Copy out the records below, word for word, from the line that contains "Segment the child" through the final line of the records.

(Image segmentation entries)
┌────────

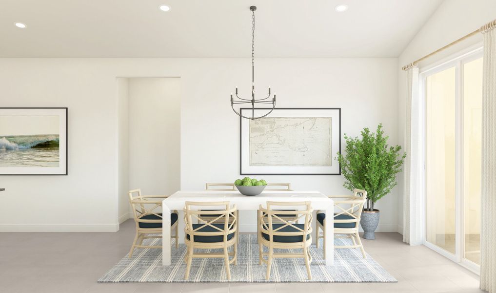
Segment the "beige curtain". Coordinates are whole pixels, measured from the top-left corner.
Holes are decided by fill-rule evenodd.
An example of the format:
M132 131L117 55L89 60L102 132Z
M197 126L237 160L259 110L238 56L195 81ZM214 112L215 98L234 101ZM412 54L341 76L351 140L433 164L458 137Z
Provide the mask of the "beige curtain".
M496 21L484 37L481 194L481 289L496 293Z
M405 101L404 150L407 156L403 166L403 241L412 245L422 244L419 220L420 202L418 192L420 155L419 69L413 64L406 70L407 98Z

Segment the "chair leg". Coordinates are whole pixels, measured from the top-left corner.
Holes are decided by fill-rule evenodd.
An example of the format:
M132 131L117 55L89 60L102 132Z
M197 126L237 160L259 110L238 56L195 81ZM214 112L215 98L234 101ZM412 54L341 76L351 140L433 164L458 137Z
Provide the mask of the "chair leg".
M229 268L229 255L228 254L227 247L224 248L224 258L226 262L226 273L227 274L227 280L231 280L231 269Z
M176 248L179 248L179 223L176 225Z
M267 274L265 275L265 280L267 281L270 279L270 267L272 264L273 250L272 246L269 246L269 258L267 260Z
M139 233L138 233L137 231L136 231L136 236L134 236L134 240L133 240L132 245L131 245L131 250L129 252L129 255L128 256L128 257L129 257L129 258L131 258L131 257L132 256L132 252L134 251L134 246L136 245L136 242L138 241L138 236L139 236Z
M256 243L260 243L260 239L258 239L260 237L260 222L259 221L259 219L260 219L260 216L261 214L260 213L260 210L256 210Z
M240 214L236 210L236 242L240 242Z
M303 248L303 253L305 254L305 266L307 267L307 274L309 276L309 280L311 280L311 272L310 271L310 259L309 257L309 247Z
M357 245L357 241L355 240L355 234L348 234L348 236L351 238L351 242L353 243L354 245Z
M316 246L316 247L317 248L318 248L318 247L319 247L319 243L318 243L318 242L320 242L320 241L318 241L319 240L319 238L318 238L319 233L318 232L319 232L319 231L318 231L318 222L317 221L317 224L315 225L315 246Z
M138 236L138 245L142 245L143 241L145 240L145 234L141 234L139 236Z
M187 248L187 255L186 256L186 273L185 274L185 279L189 278L189 270L191 269L191 263L193 261L193 243L190 243Z
M360 235L358 234L358 231L357 231L355 235L357 237L357 240L358 241L358 245L360 246L360 250L362 250L362 255L364 256L364 258L366 258L367 256L365 254L365 249L364 249L364 245L362 244L362 240L360 240Z
M233 251L234 252L234 265L236 266L238 265L238 242L234 243L234 246L233 247Z
M322 227L323 227L322 230L324 230L324 259L325 259L325 241L327 239L325 235L325 219L324 219L324 224Z

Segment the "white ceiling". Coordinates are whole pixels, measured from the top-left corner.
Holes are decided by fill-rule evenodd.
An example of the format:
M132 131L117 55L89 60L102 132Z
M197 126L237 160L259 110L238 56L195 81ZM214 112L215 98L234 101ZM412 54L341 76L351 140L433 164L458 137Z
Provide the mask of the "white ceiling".
M0 57L249 57L250 5L256 57L396 57L441 2L1 0Z

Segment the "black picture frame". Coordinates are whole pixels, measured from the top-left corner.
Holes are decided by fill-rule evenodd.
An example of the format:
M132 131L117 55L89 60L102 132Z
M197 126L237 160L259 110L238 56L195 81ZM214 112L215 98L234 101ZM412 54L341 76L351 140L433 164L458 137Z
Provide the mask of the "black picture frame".
M69 166L69 152L68 152L68 145L67 142L68 141L69 138L69 128L68 128L68 121L69 121L69 116L68 116L68 109L66 107L0 107L0 110L1 109L64 109L65 110L65 173L61 174L2 174L0 173L0 176L67 176L68 175L68 166Z
M255 110L270 110L270 108L255 108ZM240 113L243 113L243 110L251 110L251 108L241 108L240 109ZM341 108L276 108L274 111L277 110L338 110L339 119L339 153L341 153ZM270 115L267 116L270 118ZM337 173L243 173L243 120L246 119L242 117L240 117L240 175L341 175L341 164L338 163L339 166L339 172Z

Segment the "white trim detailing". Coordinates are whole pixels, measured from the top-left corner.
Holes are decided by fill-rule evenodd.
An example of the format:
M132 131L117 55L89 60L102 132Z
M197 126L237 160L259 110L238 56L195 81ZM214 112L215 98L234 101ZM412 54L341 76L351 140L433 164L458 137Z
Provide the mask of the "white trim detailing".
M117 232L119 224L1 224L0 232Z

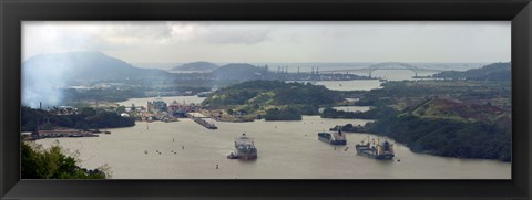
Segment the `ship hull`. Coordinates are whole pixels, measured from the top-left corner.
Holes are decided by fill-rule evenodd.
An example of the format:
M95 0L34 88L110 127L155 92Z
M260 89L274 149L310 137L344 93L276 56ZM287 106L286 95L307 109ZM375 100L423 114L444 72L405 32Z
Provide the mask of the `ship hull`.
M374 158L378 160L390 160L393 159L395 155L390 152L385 152L385 154L377 154L377 150L375 148L368 148L368 146L359 146L356 145L355 148L357 149L357 154L368 157L368 158Z
M357 154L368 158L378 159L378 160L391 160L393 159L393 156L395 156L395 155L376 155L376 154L364 151L364 150L357 150Z
M324 141L329 145L347 145L347 140L332 140L318 135L318 140Z

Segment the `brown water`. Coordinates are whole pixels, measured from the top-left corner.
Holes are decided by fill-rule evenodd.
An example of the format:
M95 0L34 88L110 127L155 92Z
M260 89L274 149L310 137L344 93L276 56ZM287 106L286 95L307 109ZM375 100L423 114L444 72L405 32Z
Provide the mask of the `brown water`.
M365 122L305 116L301 122L216 123L218 129L209 130L183 119L137 123L134 127L109 129L111 135L58 140L71 152L79 150L83 167L108 164L113 179L510 178L508 162L413 154L400 144L395 144L400 161L358 156L354 145L366 138L366 134L348 134L348 145L336 149L317 139L318 131L335 125ZM242 133L255 138L258 159L226 158L233 150L234 138ZM48 147L54 140L38 143Z
M370 90L377 82L342 82L341 90ZM327 86L327 85L326 85ZM330 87L339 86L330 83ZM329 87L329 88L330 88ZM125 106L155 98L133 98ZM163 101L200 103L194 96ZM368 107L338 107L367 110ZM358 156L355 144L367 134L347 134L347 146L334 147L317 139L317 133L336 125L364 125L360 119L321 119L304 116L300 122L218 123L209 130L192 122L144 123L108 129L111 135L90 138L38 140L49 147L55 140L71 152L79 151L81 165L111 167L113 179L510 179L511 164L497 160L458 159L413 154L395 144L393 160ZM242 133L255 138L258 159L231 160L234 139ZM371 136L375 137L375 136ZM377 138L377 137L375 137ZM380 138L381 140L387 138ZM145 154L147 151L147 154ZM158 154L160 151L161 154ZM400 160L400 161L399 161ZM216 165L218 169L216 169Z

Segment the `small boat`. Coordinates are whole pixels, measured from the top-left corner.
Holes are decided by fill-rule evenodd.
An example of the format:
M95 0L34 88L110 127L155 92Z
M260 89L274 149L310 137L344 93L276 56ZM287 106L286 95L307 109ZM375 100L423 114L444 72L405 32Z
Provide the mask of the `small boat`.
M318 133L318 139L330 145L347 145L346 135L341 133L341 129L332 134Z
M355 148L358 155L379 160L391 160L395 156L392 144L388 141L380 143L379 139L377 139L377 143L375 143L375 139L370 143L369 136L368 141L365 143L362 140L359 145L355 145Z
M252 138L246 134L242 134L239 138L235 139L235 151L227 155L228 159L256 159L257 148Z

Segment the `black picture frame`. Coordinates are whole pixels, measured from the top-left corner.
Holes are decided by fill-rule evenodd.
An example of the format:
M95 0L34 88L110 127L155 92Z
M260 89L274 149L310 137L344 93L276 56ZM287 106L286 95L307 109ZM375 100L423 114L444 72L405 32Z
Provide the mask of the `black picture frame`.
M24 20L511 21L512 179L20 180L21 21ZM0 21L1 199L531 198L530 0L0 0Z

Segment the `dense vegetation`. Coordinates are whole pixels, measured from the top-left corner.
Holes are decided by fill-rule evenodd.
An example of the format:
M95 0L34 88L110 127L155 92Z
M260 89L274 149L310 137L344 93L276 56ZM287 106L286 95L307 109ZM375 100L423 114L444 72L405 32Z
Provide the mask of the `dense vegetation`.
M249 81L218 90L202 104L232 114L260 115L266 120L298 120L301 115L317 115L321 105L341 99L338 93L308 83Z
M135 125L135 119L121 117L116 112L94 109L90 107L80 108L76 114L57 115L52 110L33 109L30 107L21 108L21 130L34 131L37 125L40 129L52 129L55 127L68 127L76 129L94 128L119 128Z
M439 75L448 80L387 82L356 103L369 112L326 108L321 117L376 119L331 129L387 136L415 152L510 161L510 63Z
M406 144L415 152L511 160L511 129L493 124L397 115L368 123L365 129Z
M33 145L33 144L31 144ZM78 166L75 158L66 156L59 145L50 149L21 143L22 179L105 179L109 167L88 170Z
M493 63L481 69L466 72L449 71L434 74L433 77L471 81L511 81L511 63Z
M284 109L272 108L266 110L265 120L301 120L299 109L287 107Z

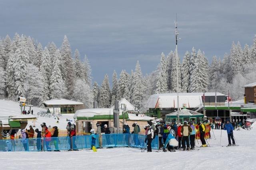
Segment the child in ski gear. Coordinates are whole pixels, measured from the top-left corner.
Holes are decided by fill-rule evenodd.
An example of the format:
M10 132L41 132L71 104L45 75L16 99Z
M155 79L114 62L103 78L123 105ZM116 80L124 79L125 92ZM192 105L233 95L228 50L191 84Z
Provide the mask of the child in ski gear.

└────────

* Result of this exercise
Segment the child in ski gear. Coordinates are whole pixels, measured from the top-left corner.
Holes are decided by fill-rule evenodd.
An example of the format:
M10 132L41 132L71 104L45 75L16 99Z
M155 79L114 62L103 78L123 105ZM116 80L124 79L125 92ZM192 105L233 95L228 50L191 84Z
Provide the mask of the child in ski gear.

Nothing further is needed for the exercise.